● **What is asked**: Copy out the listing below word for word, starting at the line containing "TARGET: horizontal stabilizer" and ending with the line containing "[(618, 548), (789, 920), (233, 945), (266, 312), (410, 880)]", both of them included.

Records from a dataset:
====================
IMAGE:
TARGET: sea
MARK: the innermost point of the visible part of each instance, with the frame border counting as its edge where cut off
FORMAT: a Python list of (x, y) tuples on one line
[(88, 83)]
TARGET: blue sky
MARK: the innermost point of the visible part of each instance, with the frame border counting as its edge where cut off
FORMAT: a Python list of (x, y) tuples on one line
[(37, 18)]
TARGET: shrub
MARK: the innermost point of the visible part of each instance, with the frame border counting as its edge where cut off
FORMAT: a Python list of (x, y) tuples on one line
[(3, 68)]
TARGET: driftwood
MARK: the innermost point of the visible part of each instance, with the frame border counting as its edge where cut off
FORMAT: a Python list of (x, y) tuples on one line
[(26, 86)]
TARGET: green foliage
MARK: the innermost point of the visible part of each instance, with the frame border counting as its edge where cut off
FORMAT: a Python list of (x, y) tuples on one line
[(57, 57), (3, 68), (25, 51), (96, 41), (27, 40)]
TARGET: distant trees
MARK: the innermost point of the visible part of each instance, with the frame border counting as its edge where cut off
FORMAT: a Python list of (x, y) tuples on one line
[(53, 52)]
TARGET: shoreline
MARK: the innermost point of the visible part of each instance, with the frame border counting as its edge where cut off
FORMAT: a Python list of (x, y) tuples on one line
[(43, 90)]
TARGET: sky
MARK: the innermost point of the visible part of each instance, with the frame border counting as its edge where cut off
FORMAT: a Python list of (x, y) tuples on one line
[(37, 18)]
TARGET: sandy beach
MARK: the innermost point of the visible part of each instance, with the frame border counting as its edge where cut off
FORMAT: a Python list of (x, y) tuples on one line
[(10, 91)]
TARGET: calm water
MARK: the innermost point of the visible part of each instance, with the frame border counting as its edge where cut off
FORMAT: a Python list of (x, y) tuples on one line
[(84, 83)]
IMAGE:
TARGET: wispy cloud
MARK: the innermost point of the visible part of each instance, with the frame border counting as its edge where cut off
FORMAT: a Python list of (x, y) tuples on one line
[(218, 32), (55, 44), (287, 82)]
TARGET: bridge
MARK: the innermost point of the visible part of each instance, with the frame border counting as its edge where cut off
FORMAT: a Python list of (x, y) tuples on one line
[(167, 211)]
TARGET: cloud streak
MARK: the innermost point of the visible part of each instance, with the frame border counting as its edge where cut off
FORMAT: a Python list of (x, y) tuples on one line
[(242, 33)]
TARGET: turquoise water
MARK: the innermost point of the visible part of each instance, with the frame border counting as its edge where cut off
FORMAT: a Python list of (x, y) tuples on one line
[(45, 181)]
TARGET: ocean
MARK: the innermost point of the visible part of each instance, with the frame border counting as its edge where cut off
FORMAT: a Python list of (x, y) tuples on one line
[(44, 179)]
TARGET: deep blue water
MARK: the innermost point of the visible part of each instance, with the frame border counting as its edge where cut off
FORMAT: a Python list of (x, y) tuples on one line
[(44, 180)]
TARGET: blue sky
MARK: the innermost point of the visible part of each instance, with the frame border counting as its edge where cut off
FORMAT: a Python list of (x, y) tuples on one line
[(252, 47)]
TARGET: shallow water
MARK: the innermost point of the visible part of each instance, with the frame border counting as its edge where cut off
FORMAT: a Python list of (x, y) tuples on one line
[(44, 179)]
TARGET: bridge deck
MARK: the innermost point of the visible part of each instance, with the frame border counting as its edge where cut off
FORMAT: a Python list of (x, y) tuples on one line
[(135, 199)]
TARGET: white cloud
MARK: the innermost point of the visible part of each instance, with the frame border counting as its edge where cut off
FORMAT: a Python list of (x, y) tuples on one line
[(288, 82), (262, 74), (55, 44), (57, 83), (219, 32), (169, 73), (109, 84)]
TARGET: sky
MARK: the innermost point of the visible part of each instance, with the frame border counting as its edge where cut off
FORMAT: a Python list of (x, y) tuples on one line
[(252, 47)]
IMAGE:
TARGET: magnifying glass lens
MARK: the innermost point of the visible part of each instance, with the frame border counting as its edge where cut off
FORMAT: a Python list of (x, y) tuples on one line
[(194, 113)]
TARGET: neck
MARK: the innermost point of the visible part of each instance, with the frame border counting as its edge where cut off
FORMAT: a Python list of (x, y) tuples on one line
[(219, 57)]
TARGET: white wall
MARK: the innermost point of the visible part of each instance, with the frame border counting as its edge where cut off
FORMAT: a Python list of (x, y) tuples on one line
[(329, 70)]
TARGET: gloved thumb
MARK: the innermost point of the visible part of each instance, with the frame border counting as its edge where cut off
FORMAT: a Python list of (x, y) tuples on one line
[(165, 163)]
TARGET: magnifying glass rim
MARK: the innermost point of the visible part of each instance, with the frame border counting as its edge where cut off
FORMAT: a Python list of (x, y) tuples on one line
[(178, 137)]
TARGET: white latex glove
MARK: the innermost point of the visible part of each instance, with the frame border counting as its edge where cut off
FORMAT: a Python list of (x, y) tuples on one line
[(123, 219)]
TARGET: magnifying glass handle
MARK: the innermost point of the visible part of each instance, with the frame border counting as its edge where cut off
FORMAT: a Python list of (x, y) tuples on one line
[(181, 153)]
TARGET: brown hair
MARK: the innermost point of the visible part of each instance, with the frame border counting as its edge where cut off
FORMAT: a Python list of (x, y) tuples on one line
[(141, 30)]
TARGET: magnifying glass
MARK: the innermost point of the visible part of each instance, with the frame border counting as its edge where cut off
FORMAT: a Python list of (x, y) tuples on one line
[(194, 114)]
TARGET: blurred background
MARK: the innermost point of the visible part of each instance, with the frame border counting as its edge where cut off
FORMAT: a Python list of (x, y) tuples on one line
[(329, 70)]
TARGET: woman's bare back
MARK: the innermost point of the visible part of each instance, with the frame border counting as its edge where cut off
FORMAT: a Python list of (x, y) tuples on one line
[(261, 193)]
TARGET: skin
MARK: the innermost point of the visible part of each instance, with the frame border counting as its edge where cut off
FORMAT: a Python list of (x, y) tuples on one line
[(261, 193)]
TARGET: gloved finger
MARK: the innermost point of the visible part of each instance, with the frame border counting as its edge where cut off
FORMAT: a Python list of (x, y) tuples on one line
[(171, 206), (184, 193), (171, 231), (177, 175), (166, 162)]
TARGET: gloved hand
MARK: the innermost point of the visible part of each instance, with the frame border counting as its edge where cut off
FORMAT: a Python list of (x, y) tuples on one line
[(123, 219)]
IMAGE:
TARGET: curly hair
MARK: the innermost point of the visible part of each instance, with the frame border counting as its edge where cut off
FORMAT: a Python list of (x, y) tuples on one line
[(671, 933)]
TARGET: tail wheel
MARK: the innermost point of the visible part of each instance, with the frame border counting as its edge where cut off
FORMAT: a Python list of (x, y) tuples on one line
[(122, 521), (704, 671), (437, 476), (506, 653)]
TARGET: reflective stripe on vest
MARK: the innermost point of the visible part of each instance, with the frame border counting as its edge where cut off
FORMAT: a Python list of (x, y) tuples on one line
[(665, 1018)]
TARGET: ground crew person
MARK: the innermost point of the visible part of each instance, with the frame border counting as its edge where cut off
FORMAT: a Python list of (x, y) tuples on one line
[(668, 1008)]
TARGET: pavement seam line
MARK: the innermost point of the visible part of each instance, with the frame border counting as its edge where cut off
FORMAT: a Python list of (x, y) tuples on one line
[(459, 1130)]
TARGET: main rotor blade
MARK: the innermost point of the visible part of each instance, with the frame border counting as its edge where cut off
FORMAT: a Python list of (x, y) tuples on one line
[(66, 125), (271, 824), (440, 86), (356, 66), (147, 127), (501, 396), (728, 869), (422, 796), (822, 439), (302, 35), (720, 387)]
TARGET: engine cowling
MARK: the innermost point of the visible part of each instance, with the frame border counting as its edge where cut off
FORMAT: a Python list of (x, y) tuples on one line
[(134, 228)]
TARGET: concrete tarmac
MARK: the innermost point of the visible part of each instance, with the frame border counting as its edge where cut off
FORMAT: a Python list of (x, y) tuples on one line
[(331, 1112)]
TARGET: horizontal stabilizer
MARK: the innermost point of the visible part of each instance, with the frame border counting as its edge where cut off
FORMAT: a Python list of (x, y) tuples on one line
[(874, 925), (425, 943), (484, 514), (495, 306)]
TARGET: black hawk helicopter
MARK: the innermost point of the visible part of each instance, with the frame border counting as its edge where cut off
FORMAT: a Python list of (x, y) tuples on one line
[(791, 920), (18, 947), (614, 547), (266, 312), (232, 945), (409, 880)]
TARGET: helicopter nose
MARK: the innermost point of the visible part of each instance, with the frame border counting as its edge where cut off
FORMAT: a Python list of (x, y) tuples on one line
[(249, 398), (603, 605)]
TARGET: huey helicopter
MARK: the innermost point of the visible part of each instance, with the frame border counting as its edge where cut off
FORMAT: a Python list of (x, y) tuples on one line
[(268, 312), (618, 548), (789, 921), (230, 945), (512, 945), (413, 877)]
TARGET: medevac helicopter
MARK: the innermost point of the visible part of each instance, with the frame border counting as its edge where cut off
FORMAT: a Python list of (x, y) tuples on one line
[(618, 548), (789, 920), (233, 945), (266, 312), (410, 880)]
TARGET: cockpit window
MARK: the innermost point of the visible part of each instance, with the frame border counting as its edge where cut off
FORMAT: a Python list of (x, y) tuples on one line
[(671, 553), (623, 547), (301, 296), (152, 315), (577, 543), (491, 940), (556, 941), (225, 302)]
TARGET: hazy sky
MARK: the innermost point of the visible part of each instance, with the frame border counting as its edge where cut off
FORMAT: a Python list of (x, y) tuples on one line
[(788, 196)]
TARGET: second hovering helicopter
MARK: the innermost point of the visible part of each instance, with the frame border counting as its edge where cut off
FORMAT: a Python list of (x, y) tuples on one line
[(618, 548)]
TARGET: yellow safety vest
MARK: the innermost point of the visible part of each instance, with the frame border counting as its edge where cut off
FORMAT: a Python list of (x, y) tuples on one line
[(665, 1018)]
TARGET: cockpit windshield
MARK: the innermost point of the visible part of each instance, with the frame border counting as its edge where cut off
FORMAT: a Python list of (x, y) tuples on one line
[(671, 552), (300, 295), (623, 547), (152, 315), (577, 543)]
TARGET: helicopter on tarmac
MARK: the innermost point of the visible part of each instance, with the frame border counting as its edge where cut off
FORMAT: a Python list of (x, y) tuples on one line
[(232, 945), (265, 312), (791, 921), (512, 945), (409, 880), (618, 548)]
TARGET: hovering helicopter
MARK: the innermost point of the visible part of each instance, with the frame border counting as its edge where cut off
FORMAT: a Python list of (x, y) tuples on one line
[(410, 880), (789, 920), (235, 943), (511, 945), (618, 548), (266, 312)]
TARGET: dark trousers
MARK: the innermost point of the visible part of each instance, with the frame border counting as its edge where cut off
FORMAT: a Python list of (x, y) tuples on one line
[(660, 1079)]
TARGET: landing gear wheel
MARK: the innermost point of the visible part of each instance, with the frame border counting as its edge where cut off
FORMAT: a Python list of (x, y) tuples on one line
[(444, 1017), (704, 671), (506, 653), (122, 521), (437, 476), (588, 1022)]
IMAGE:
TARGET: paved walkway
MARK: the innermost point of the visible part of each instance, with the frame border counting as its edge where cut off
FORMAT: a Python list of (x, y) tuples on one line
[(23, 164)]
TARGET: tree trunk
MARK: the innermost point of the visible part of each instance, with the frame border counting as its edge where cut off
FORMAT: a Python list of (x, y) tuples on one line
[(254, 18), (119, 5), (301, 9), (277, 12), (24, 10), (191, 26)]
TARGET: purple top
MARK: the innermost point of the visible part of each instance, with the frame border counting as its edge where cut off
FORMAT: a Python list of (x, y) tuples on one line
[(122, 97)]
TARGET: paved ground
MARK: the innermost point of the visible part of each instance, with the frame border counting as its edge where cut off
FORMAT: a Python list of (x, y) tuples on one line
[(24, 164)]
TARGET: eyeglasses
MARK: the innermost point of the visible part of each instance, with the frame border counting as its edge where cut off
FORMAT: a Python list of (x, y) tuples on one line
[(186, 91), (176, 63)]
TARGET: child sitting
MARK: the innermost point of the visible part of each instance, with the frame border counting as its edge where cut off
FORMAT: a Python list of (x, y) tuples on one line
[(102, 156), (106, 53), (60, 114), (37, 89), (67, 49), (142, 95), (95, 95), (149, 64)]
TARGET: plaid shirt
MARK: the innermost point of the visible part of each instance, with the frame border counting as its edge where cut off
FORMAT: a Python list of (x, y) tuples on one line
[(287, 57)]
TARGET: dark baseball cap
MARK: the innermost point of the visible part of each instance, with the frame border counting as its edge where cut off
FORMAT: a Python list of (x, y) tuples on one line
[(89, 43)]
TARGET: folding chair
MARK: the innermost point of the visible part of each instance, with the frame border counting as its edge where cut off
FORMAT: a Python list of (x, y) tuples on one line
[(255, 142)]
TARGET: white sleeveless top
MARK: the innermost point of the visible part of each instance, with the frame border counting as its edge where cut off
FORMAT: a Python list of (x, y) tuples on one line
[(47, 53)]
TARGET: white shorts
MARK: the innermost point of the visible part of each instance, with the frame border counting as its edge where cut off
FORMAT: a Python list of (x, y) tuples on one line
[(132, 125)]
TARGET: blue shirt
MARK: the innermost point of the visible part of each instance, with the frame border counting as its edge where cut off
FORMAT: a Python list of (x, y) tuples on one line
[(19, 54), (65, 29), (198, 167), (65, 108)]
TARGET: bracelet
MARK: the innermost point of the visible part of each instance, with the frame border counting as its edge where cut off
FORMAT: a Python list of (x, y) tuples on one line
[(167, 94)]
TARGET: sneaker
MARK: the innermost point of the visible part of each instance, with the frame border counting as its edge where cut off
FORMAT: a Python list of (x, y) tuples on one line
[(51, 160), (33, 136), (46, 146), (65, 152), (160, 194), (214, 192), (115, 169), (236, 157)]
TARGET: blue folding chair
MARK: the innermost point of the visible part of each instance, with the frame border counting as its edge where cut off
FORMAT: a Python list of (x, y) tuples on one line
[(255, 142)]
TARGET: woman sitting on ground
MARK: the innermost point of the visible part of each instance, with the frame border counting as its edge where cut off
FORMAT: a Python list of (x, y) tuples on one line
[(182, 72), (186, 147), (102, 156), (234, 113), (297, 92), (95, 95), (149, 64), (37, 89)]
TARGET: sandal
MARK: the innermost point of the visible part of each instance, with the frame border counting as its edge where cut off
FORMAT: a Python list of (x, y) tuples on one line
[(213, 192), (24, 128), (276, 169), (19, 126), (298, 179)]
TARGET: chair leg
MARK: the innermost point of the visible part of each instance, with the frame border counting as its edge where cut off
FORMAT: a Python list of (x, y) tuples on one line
====================
● **Correct answer**:
TARGET: horizontal stabilizer
MARK: the innermost point of the visible part of each instance, with the frame border counting as its edge where cut off
FORMAT: a Python list of (x, y) tuples on one line
[(874, 925), (425, 943), (484, 514), (495, 306)]
TARGET: black hawk helicopter
MARK: the innermost point of the visible part of each instance, with the frame border counting as its edge where cut off
FORMAT: a Python list of (x, y) tuples on one line
[(791, 920), (18, 947), (614, 547), (266, 312), (232, 945), (409, 880)]
TARGET: helicopter nose
MARK: the innermost point of the visible part of each instance, with the frame border counting as its edge where cut off
FORMAT: a Python list of (x, y) tuples on one line
[(249, 398), (603, 605)]
TARGET: huey helicopter
MARK: the innermost point of the visible part of each instance, with the frame border counting as its edge where cut off
FORMAT: a Python list of (x, y) tuples on one line
[(268, 312), (618, 548), (789, 921), (230, 945), (512, 945), (413, 877)]
TARGET: medevac helicopter
MARK: the innermost point of the visible part of each instance, with the frame border counting as its edge where cut off
FORMAT: a Python list of (x, y) tuples on one line
[(618, 548), (789, 920), (233, 945), (266, 312), (410, 880)]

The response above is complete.